DATA SECTION
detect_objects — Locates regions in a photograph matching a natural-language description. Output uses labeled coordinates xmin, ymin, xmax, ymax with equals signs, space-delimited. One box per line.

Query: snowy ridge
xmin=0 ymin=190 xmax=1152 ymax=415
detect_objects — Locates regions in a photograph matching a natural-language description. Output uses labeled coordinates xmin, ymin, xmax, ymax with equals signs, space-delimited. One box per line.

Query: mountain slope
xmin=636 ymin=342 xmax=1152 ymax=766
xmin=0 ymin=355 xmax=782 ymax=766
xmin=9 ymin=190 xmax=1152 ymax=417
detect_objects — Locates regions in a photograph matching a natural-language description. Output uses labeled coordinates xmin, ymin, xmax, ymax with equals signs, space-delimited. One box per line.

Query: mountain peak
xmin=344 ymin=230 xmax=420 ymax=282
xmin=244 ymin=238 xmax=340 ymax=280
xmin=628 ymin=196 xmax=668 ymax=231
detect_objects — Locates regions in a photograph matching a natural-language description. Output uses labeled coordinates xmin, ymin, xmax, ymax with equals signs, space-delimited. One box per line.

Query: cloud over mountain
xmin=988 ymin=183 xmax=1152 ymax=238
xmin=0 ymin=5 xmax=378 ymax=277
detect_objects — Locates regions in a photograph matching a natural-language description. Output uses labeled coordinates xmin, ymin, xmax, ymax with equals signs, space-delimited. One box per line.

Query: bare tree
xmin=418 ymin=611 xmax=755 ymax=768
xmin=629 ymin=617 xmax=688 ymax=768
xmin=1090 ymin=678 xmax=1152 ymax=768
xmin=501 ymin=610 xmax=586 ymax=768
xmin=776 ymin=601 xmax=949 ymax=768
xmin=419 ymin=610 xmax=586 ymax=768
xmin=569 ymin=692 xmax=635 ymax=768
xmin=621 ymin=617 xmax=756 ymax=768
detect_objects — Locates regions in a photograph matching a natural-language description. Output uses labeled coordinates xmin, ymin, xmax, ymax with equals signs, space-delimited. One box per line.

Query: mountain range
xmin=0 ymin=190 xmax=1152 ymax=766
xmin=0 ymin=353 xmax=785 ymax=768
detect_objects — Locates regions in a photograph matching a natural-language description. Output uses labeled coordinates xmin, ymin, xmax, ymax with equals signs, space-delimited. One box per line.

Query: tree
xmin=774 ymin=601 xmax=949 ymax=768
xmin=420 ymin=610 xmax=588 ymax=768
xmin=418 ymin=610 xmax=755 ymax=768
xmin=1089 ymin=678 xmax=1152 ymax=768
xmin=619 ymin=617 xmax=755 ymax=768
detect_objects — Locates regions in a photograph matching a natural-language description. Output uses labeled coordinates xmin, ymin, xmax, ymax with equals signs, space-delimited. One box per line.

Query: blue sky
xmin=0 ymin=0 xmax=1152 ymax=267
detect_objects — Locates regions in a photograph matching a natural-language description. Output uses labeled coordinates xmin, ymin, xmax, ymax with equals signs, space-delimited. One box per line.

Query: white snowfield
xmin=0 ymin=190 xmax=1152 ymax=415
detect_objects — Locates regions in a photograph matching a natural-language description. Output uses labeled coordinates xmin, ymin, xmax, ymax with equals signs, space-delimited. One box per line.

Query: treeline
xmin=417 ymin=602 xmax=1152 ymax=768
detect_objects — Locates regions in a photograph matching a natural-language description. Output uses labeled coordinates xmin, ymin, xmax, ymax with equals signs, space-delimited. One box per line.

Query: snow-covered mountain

TO BE DONE
Please show every line of the material above that includes the word "Query".

SOLUTION FOR THIS TASK
Query: snowy ridge
Query: mountain slope
Query: mountain peak
Query: cloud over mountain
Query: bare tree
Query: mountain range
Query: tree
Query: blue sky
Query: white snowfield
Query: treeline
Query: snow-covered mountain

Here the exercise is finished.